* [WORK INSTRUCTIONS]
Recast every row below as a JSON list of strings, one string per line. Omit blank lines and leave out the pictures.

### RECORDS TO PROCESS ###

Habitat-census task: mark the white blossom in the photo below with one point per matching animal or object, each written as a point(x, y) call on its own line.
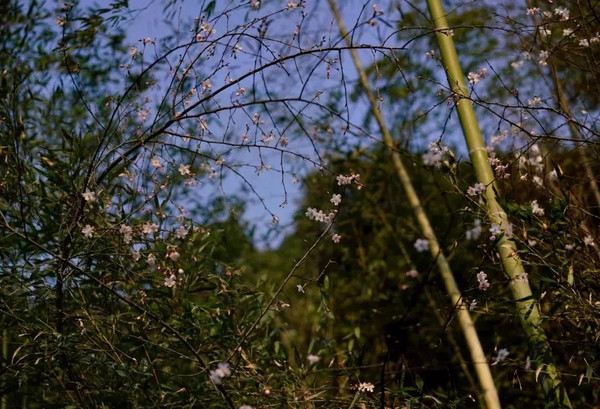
point(126, 231)
point(412, 273)
point(181, 232)
point(221, 372)
point(88, 231)
point(484, 284)
point(148, 228)
point(184, 170)
point(89, 196)
point(170, 281)
point(536, 209)
point(476, 189)
point(501, 355)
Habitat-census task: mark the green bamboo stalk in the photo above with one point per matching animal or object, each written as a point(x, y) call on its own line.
point(527, 306)
point(482, 368)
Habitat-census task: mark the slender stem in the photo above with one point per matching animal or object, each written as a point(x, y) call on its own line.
point(482, 368)
point(4, 401)
point(527, 306)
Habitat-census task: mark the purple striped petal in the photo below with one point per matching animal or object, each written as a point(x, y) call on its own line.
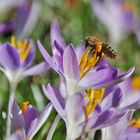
point(55, 97)
point(117, 97)
point(9, 57)
point(17, 119)
point(6, 27)
point(37, 69)
point(20, 135)
point(75, 109)
point(30, 56)
point(98, 79)
point(70, 64)
point(48, 58)
point(29, 116)
point(103, 117)
point(37, 123)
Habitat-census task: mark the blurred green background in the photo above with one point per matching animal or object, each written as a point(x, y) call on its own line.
point(77, 20)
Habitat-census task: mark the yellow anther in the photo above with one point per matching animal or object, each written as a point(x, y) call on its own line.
point(87, 62)
point(23, 47)
point(13, 41)
point(25, 52)
point(99, 47)
point(136, 83)
point(135, 123)
point(94, 98)
point(24, 107)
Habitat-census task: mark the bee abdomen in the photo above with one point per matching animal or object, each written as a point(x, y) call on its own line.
point(108, 51)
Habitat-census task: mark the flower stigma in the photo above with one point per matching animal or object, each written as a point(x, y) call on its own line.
point(135, 123)
point(23, 47)
point(24, 107)
point(136, 83)
point(93, 96)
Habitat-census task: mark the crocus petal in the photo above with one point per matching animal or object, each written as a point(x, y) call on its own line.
point(37, 123)
point(9, 57)
point(132, 101)
point(55, 97)
point(30, 56)
point(120, 78)
point(118, 129)
point(97, 79)
point(29, 116)
point(135, 136)
point(20, 135)
point(103, 118)
point(75, 115)
point(108, 118)
point(17, 117)
point(48, 58)
point(75, 109)
point(117, 97)
point(22, 16)
point(6, 27)
point(55, 35)
point(37, 69)
point(70, 64)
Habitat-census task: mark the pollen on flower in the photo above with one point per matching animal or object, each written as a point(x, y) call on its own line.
point(87, 62)
point(24, 107)
point(136, 83)
point(23, 47)
point(94, 97)
point(135, 123)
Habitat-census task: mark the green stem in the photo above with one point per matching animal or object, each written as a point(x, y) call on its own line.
point(53, 127)
point(11, 100)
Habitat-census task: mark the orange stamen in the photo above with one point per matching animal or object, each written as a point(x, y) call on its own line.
point(24, 107)
point(136, 83)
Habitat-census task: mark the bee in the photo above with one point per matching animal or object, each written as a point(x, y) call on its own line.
point(101, 48)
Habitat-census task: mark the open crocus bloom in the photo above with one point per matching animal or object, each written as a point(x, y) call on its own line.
point(74, 112)
point(81, 76)
point(26, 122)
point(123, 96)
point(118, 16)
point(15, 59)
point(127, 128)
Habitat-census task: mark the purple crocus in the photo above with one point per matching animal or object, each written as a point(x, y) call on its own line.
point(123, 97)
point(126, 129)
point(118, 16)
point(69, 68)
point(26, 122)
point(15, 59)
point(73, 112)
point(27, 14)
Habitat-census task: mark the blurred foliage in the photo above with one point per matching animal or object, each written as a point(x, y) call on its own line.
point(76, 20)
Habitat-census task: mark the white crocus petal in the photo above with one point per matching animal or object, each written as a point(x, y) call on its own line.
point(73, 131)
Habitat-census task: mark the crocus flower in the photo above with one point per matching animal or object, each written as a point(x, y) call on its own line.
point(78, 75)
point(123, 97)
point(73, 111)
point(26, 122)
point(15, 59)
point(27, 14)
point(118, 16)
point(126, 129)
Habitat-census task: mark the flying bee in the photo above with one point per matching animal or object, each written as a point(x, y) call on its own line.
point(101, 48)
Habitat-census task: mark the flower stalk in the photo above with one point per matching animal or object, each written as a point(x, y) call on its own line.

###

* [WORKED ANSWER]
[
  "Habitat-census task: mark the white blossom in the photo below with one point per matching animal or object, each written as a point(x, y) call on its own line.",
  "point(126, 231)",
  "point(412, 273)",
  "point(181, 232)",
  "point(221, 372)",
  "point(88, 231)",
  "point(484, 284)",
  "point(148, 228)",
  "point(184, 170)",
  "point(89, 196)",
  "point(170, 281)",
  "point(536, 209)",
  "point(476, 189)",
  "point(501, 355)",
  "Habitat-census task: mark the green bamboo stalk in the photo above with one point per matching animal or object, each written as a point(x, y) call on its own line.",
  "point(527, 306)",
  "point(482, 368)",
  "Habitat-census task: mark the slender stem in the photo above with one point per matching animal or object, each written as a point(x, y) call on its own line.",
  "point(482, 368)",
  "point(4, 401)",
  "point(527, 306)",
  "Habitat-census task: mark the purple striped petal in the photo below with one point per matching animal or object, each written as a point(x, y) call on its own line.",
  "point(55, 97)",
  "point(117, 97)",
  "point(9, 57)",
  "point(17, 119)",
  "point(6, 27)",
  "point(37, 69)",
  "point(20, 135)",
  "point(75, 109)",
  "point(30, 56)",
  "point(98, 79)",
  "point(70, 64)",
  "point(48, 58)",
  "point(29, 116)",
  "point(103, 117)",
  "point(37, 123)",
  "Habitat-census task: mark the blurred green background in the photo above with one point per matching animal or object, each written as a point(x, y) call on its own line.",
  "point(77, 20)",
  "Habitat-census task: mark the yellow anther in the photo above with one point per matching animal or object, each written as a point(x, y) call on its own line.",
  "point(87, 62)",
  "point(23, 47)",
  "point(13, 41)",
  "point(25, 52)",
  "point(99, 47)",
  "point(136, 83)",
  "point(135, 123)",
  "point(94, 98)",
  "point(24, 107)",
  "Habitat-census task: mark the bee abdomen in the photo above with one point per matching animal or object, each written as a point(x, y) call on its own line.",
  "point(108, 51)",
  "Habitat-census task: mark the flower stigma in the photo above with one point per matching animal or object, each written as a point(x, y) call on its own line.",
  "point(135, 123)",
  "point(23, 47)",
  "point(24, 107)",
  "point(136, 83)",
  "point(93, 96)",
  "Habitat-census task: mark the crocus petal in the photo above with one point per matching animal or object, each written as a point(x, y) call on its own line.",
  "point(37, 123)",
  "point(9, 57)",
  "point(132, 101)",
  "point(55, 97)",
  "point(30, 56)",
  "point(120, 78)",
  "point(118, 129)",
  "point(97, 79)",
  "point(29, 116)",
  "point(135, 136)",
  "point(20, 135)",
  "point(103, 118)",
  "point(75, 115)",
  "point(108, 118)",
  "point(17, 117)",
  "point(48, 58)",
  "point(75, 109)",
  "point(117, 97)",
  "point(22, 16)",
  "point(6, 27)",
  "point(55, 35)",
  "point(37, 69)",
  "point(70, 64)",
  "Habitat-census task: mark the pollen on flower in the photo above with one point per matching animal or object, each written as a point(x, y) call on its own line.",
  "point(87, 62)",
  "point(24, 107)",
  "point(136, 83)",
  "point(23, 47)",
  "point(94, 97)",
  "point(135, 123)",
  "Habitat-census task: mark the green stem in the photo above with one point per matching animal or object, each written as a point(x, y) call on its own line.",
  "point(53, 127)",
  "point(11, 100)",
  "Habitat-census task: mark the orange stamen in the photo above with one point per matching animal or object, each written as a point(x, y) call on its own line.",
  "point(24, 107)",
  "point(136, 83)",
  "Habitat-census task: mark the bee in the photo above with one point per matching animal or object, each written as a point(x, y) call on its own line.",
  "point(101, 48)",
  "Habitat-census task: mark the open crocus bloom in the photo above with one point per matching animal or object, each written as a point(x, y) call on its own line.",
  "point(74, 112)",
  "point(81, 76)",
  "point(26, 122)",
  "point(123, 96)",
  "point(118, 16)",
  "point(15, 59)",
  "point(127, 128)",
  "Habitat-census task: mark the purple crocus in the photo above with one point per matching animal or object, each written as a point(x, y) call on its own line.",
  "point(123, 97)",
  "point(126, 129)",
  "point(118, 16)",
  "point(69, 68)",
  "point(26, 122)",
  "point(15, 59)",
  "point(73, 112)",
  "point(27, 14)",
  "Habitat-census task: mark the blurred foliage in the photo above with one point per matching animal or object, each written as a point(x, y) call on its own line.",
  "point(76, 20)",
  "Habitat-census task: mark the white crocus petal in the photo above with one point per matching animal or object, each written as a point(x, y) call on its own line.",
  "point(73, 131)",
  "Habitat-census task: mark the crocus flower in the photo above with one point per matching animal or object, each written as a point(x, y) call on its own line.",
  "point(78, 75)",
  "point(123, 97)",
  "point(73, 111)",
  "point(26, 122)",
  "point(15, 59)",
  "point(27, 14)",
  "point(118, 16)",
  "point(126, 129)",
  "Habitat-census task: mark the flying bee in the photo above with one point per matching animal or object, each written as a point(x, y) call on its own line.",
  "point(101, 48)",
  "Habitat-census task: mark the flower stalk in the photo above with one point per matching animal or object, each written as a point(x, y) call on its own line."
]